:: INFORMATION GIVEN ::

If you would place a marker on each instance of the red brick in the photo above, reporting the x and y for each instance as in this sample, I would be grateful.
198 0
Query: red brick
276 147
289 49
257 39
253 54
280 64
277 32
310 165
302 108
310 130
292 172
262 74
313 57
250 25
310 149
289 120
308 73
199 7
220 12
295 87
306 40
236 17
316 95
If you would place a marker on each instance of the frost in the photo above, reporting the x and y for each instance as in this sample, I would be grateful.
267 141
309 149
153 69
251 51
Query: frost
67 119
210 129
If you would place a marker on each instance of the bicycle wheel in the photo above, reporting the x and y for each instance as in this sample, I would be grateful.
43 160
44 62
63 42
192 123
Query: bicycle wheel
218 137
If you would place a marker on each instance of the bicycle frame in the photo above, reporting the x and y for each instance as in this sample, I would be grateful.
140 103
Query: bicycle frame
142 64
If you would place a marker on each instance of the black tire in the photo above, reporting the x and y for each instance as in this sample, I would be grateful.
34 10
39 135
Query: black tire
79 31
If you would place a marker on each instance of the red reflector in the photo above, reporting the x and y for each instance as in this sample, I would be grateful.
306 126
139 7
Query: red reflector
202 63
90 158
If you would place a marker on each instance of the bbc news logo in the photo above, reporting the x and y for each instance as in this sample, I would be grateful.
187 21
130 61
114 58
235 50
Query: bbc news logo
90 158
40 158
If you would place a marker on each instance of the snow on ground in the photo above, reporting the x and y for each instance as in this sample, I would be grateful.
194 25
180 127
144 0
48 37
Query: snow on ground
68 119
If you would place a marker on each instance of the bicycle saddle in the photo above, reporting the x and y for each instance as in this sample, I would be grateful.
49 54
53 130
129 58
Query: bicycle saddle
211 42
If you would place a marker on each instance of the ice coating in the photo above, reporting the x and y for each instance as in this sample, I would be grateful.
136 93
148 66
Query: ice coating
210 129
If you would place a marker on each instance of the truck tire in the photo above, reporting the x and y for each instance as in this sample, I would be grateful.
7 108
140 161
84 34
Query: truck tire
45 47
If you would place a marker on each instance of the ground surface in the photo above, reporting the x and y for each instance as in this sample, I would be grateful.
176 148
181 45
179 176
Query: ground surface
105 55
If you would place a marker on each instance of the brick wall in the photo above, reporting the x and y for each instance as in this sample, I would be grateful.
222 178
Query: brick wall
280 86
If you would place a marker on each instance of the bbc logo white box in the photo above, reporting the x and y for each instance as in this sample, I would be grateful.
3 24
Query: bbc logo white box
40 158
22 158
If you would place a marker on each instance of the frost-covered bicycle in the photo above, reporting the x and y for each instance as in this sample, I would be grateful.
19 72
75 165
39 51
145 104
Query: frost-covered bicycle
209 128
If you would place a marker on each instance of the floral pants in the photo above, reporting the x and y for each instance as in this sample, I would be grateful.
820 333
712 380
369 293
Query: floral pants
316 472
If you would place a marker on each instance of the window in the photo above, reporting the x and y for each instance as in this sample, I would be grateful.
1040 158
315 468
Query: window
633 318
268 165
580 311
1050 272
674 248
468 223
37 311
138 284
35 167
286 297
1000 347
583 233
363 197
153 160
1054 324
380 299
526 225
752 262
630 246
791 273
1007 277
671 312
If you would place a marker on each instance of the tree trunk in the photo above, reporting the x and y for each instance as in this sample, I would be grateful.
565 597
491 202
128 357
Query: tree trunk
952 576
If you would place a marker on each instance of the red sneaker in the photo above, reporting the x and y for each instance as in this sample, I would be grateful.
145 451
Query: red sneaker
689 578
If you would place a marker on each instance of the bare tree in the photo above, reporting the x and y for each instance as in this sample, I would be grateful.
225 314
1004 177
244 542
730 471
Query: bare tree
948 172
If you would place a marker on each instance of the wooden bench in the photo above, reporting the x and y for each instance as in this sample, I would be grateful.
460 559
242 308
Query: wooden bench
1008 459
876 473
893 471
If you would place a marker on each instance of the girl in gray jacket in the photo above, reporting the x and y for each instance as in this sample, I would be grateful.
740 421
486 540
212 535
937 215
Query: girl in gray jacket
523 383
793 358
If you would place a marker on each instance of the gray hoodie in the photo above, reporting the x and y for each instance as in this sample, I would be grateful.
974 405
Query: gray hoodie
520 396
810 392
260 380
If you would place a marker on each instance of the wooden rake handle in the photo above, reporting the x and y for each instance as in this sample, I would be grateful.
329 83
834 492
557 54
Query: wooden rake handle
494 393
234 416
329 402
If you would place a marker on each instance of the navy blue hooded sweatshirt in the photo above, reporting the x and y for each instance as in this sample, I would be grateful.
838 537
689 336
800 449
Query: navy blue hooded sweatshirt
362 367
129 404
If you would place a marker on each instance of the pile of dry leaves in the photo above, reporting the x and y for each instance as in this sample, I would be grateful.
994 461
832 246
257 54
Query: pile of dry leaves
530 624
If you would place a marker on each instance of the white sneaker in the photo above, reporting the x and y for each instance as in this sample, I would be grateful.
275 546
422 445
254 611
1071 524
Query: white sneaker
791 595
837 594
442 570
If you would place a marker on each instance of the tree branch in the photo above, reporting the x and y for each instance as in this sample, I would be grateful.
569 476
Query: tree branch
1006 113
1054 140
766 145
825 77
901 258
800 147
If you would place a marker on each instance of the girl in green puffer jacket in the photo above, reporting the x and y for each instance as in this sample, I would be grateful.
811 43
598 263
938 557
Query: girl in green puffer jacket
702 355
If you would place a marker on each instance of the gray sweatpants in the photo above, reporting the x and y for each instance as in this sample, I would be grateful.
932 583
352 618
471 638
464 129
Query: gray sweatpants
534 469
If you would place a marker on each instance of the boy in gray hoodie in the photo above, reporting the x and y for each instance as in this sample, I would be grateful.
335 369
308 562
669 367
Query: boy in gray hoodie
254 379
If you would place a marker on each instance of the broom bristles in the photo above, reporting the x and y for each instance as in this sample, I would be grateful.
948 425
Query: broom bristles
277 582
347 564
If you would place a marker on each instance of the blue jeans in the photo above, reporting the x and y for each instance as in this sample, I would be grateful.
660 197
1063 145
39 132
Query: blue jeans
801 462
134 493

:::

## YOUR TASK
Write out every entry exactly as given.

## ANSWER TO THIS TASK
If you would place a marker on each instance of the red brick in the photo above, reporting the x and y for each instance as in this sample, I would be grateful.
198 0
Query: red brick
276 147
289 49
257 39
253 54
280 64
277 32
310 165
302 108
310 130
292 172
262 74
313 57
250 25
310 149
289 120
308 73
199 7
220 12
295 87
306 40
236 17
316 95
If you would place a marker on each instance of the frost in the photo above, reporting the x and y for each instance as in this sample, I would be grateful.
267 141
309 149
153 69
251 51
Query: frost
67 119
210 129
If you would place a marker on each instance of the bicycle wheel in the photo above, reporting the x and y for each instance as in this sample, I would be grateful.
43 160
44 62
63 42
192 123
Query: bicycle wheel
218 137
If you would place a marker on each instance of the bicycle frame in the photo above, reporting the x and y for each instance as in this sample, I would be grateful.
140 103
Query: bicycle frame
142 64
If you would place a marker on each instance of the black tire in the photo above, reporting the x and y for each instance as in this sample, I would be grateful.
34 10
39 135
Query: black tire
79 31
If you would place a marker on each instance of the red reflector in the photo above, reporting the x and y for each instance as in this sample, I would be grateful.
306 126
139 7
Query: red reflector
202 63
90 158
If you would place a marker on each instance of the bbc news logo in the photo above, reporting the x and y for each instance as in this sample, I would be grateful.
187 21
130 61
114 58
235 50
Query: bbc news logo
90 158
40 158
If you would place a marker on each instance of the snow on ground in the photo above, reporting the x and y for each instance as in this sample, I would be grateful.
194 25
180 127
144 0
48 37
Query: snow on ground
68 119
If you would place a marker on each instance of the bicycle saddle in the photo above, reporting the x and y for each instance as in this sample, I would be grateful.
49 54
53 130
129 58
Query: bicycle saddle
211 42
If you would place a marker on each instance of the ice coating in the photo above, reporting the x and y for each instance as in this sample, I would be grateful.
136 93
148 66
Query: ice coating
210 129
If you would place a marker on each instance of the truck tire in the photo above, reporting the x and y for each instance as in this sample, I would be grateful.
7 108
140 161
84 34
Query: truck tire
45 47
If you would place a marker on each instance of the ground surface in the photo above, reporting the x and y for each instance as in this sample, I would be grateful.
176 148
181 45
179 176
Query: ground surface
105 55
If you would place a marker on each instance of the brick wall in the photo above, reporting the x and y for each instance as in this sample, I would be grateful.
222 178
Query: brick wall
280 86
If you would place a marker on each instance of the bbc logo white box in the photo above, reporting the x and y for each instance as in this sample, I would be grateful.
3 24
Query: bbc logo white box
40 158
22 158
If you would place a marker on each instance of the frost-covered bicycle in the photo above, reporting the x and y for each instance as in this sample, I would be grateful.
19 72
75 165
39 51
145 104
Query: frost-covered bicycle
209 128
If you would place a marker on each instance of the floral pants in the photo above, reporting the x and y for each instance as in this sample, I would be grateful.
820 333
712 380
369 293
Query: floral pants
316 472
If you would place a marker on each instance of the window in the photo above, reporting the x and y for each instance as in this sample, I would be grateful.
1040 158
315 468
Query: window
633 318
268 165
580 311
1050 272
674 248
468 223
37 311
138 284
35 167
286 297
1000 347
583 233
363 197
153 160
1054 324
380 299
526 225
752 262
630 246
791 273
1007 277
671 312
If you would place a marker on each instance of the tree trunk in the photo above, reporting the x and y for each instance as in this sample, I would be grateful.
565 597
491 202
128 357
Query: tree trunk
952 576
If you would place a marker on each instance of the red sneaker in the photo above, reporting the x and y for each instance as in this sample, I would be grateful.
145 451
Query: red sneaker
689 578
If you would place a marker on each instance of the bare tree in the photo above, reporting the x and y for each instance as in this sample, I would be grateful.
225 314
1004 177
244 542
730 471
Query: bare tree
948 172
If you would place a marker on each instance of the wooden bench in the photo above, reporting the x and y for each instance as in this sample, I would be grateful.
460 559
242 308
Query: wooden bench
1008 459
876 473
893 471
If you would place a marker on each instance of the girl in gray jacket in the photo above, reporting the x and y for each instance as in this sample, I would be grateful.
740 421
486 540
212 535
937 215
Query: girl in gray jacket
523 383
793 358
If you would place a marker on each instance of the gray hoodie in the photo above, reporting the x and y for each instance as in this sample, I would be grateful.
974 405
Query: gray hoodie
520 396
810 392
260 380
If you would place a marker on each instance of the wooden rake handle in the photo above, reporting the x and y for each instance as in this sample, I would be grateful.
329 83
834 492
557 54
Query: wooden rake handle
494 393
234 416
329 402
If you would place a marker on each instance of the navy blue hooded sweatshirt in the photo above, reporting the x and y for each instance as in this sample, I would be grateful.
838 537
689 336
800 449
Query: navy blue hooded sweatshirt
362 367
129 404
If you would place a marker on each instance of the pile of dry leaves in the photo above, reporting the x and y for each instance as in this sample, I would be grateful.
994 461
832 246
257 54
Query: pile of dry leaves
530 624
If you would place a marker on each instance of the white sneaker in the photo above, reporting the x and y for each instance as in this sample, I would be grateful.
275 546
422 445
254 611
1071 524
Query: white sneaker
791 595
837 594
442 570
If you would place a marker on each instance of the tree branch in the photo above, reporting the x and y for each instance as in this sample, I would be grateful.
569 476
Query: tree branch
1006 113
1054 140
766 145
825 77
901 258
800 147
If you would place a marker on each instance of the girl in green puffer jacket in the photo above, reporting the x and y for each instance as in this sample, I would be grateful.
811 43
598 263
938 557
Query: girl in green puffer jacket
702 355
If you would place a marker on each instance of the gray sweatpants in the photo above, reporting the x and y for each instance as in this sample, I would be grateful.
932 583
352 618
471 638
464 129
Query: gray sweatpants
534 469
If you would place a marker on each instance of the boy in gray hoodie in the photo above, reporting the x and y for each instance as in this sample, I would be grateful.
335 369
308 562
669 367
Query: boy in gray hoodie
254 379
If you would place a marker on each instance of the broom bristles in the photo above, reporting the x and y for each instance as in this sample, I would be grateful.
948 425
Query: broom bristles
277 582
347 564
If you would place a marker on each instance of the blue jeans in the photo above, reporting the x and y for each instance as in this sample, I would be grateful.
660 197
1063 145
39 132
Query: blue jeans
801 462
134 493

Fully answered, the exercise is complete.